GIVEN PASSAGE:
4.                                       ELIGIBILITY.

 

(a)                                  Eligibility for Specific Stock Awards . Incentive Stock Options may be granted only to employees of the Company or a “parent corporation” or “subsidiary corporation” thereof (as such terms are defined in Sections 424(e) and (f) of the Code). Stock Awards other than Incentive Stock Options may be granted to Employees, Directors and Consultants; provided, however , Nonstatutory Stock Options and Stock Appreciation Rights may not be granted to Employees, Directors and Consultants who are providing Continuous Service only to any “parent” of the Company, as such term is defined in Rule 405, unless the stock underlying such Stock Awards is treated as “service recipient stock” under Section 409A of the Code because the Stock Awards are granted pursuant to a corporate transaction (such as a spin off transaction) or unless such Stock Awards comply with the distribution requirements of Section 409A of the Code.

 

4



 

(b)                                  Ten Percent Stockholders . A Ten Percent Stockholder shall not be granted an Incentive Stock Option unless the exercise price of such Option is at least one hundred ten percent (110%) of the Fair Market Value on the date of grant and the Option is not exercisable after the expiration of five (5) years from the date of grant.

 

(c)                                   Consultants. A Consultant shall not be eligible for the grant of a Stock Award if, at the time of grant, either the offer or the sale of the Company’s securities to such Consultant is not exempt under Rule 701 because of the nature of the services that the Consultant is providing to the Company, because the Consultant is not a natural person, or because of any other provision of Rule 701, unless the Company determines that such grant need not comply with the requirements of Rule 701 and will satisfy another exemption under the Securities Act as well as comply with the securities laws of all other relevant jurisdictions .

 

5.                                       PROVISIONS RELATING TO OPTIONS AND STOCK APPRECIATION RIGHTS.

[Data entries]
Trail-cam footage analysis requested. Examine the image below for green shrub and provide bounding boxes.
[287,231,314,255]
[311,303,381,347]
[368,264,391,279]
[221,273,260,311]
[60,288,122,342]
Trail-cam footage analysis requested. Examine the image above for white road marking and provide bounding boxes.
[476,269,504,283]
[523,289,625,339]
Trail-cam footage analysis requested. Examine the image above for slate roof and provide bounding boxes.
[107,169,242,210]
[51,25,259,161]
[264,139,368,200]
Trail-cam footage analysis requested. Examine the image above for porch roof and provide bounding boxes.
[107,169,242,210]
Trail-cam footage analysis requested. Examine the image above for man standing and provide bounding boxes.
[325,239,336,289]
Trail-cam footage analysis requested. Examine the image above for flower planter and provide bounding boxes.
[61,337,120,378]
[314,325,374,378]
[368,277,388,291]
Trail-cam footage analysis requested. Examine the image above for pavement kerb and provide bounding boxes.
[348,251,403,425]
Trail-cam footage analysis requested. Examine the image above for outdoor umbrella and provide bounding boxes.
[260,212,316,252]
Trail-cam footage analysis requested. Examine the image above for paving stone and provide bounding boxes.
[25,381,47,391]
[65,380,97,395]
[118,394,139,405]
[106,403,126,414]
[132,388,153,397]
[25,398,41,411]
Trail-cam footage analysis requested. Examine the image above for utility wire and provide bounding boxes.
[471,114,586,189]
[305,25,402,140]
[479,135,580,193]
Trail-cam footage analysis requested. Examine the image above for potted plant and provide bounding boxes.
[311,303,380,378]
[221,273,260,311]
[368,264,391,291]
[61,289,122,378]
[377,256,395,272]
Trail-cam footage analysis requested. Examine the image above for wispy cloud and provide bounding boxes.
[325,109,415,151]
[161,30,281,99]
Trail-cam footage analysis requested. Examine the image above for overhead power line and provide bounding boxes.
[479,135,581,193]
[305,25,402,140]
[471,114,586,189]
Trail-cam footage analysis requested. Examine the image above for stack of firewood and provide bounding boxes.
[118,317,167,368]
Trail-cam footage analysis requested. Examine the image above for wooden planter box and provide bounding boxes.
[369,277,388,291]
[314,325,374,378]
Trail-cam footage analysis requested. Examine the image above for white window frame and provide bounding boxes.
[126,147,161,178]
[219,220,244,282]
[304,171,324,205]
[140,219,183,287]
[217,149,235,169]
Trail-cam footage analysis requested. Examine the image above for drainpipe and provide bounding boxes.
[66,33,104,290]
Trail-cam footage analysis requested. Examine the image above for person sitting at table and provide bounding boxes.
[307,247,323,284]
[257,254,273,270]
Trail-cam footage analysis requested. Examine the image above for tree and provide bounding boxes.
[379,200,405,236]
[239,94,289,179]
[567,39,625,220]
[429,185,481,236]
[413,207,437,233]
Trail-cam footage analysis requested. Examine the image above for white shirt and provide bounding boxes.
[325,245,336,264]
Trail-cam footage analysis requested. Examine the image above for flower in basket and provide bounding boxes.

TASK TO CARRY OUT: In the eligibility section, swap "date of grant" for "grant date" and write out the passage from "(b)                                  Ten Percent" up to and including "date of grant.".

OUTPUT OF THE TASK:
(b)                                  Ten Percent Stockholders . A Ten Percent Stockholder shall not be granted an Incentive Stock Option unless the exercise price of such Option is at least one hundred ten percent (110%) of the Fair Market Value on the grant date and the Option is not exercisable after the expiration of five (5) years from the grant date.